> THE PROBLEM
Collect each line below that contains the word "wall", and copy each one out in full.

> MATERIAL PROVIDED
= = =

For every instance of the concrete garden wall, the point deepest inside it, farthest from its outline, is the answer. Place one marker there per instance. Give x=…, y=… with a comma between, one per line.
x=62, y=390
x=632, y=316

= = =

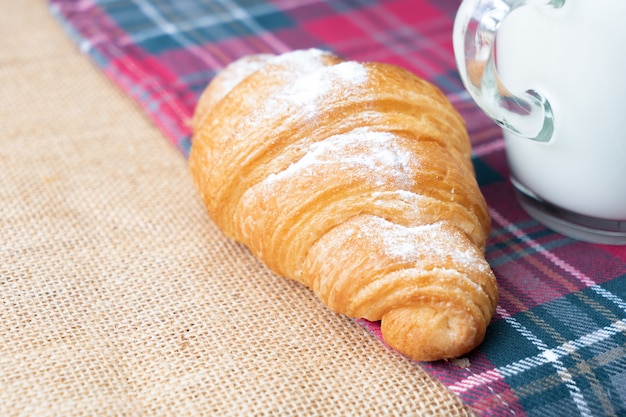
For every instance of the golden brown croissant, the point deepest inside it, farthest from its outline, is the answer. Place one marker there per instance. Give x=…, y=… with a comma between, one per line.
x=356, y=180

= = =

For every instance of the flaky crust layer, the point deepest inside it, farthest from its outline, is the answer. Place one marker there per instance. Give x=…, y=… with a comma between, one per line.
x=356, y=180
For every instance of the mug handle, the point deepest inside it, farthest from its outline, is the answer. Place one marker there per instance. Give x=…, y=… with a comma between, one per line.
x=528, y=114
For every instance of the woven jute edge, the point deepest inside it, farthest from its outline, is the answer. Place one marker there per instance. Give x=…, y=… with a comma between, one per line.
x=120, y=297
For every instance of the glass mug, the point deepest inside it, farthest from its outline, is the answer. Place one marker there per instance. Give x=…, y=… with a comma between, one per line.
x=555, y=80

= = =

> FULL SOLUTION
For every instance of the concrete garden wall, the point deepest inside it, farthest from its outline, is the answer. Place one marker there per instance. Give x=…, y=… with a comma between, one per line.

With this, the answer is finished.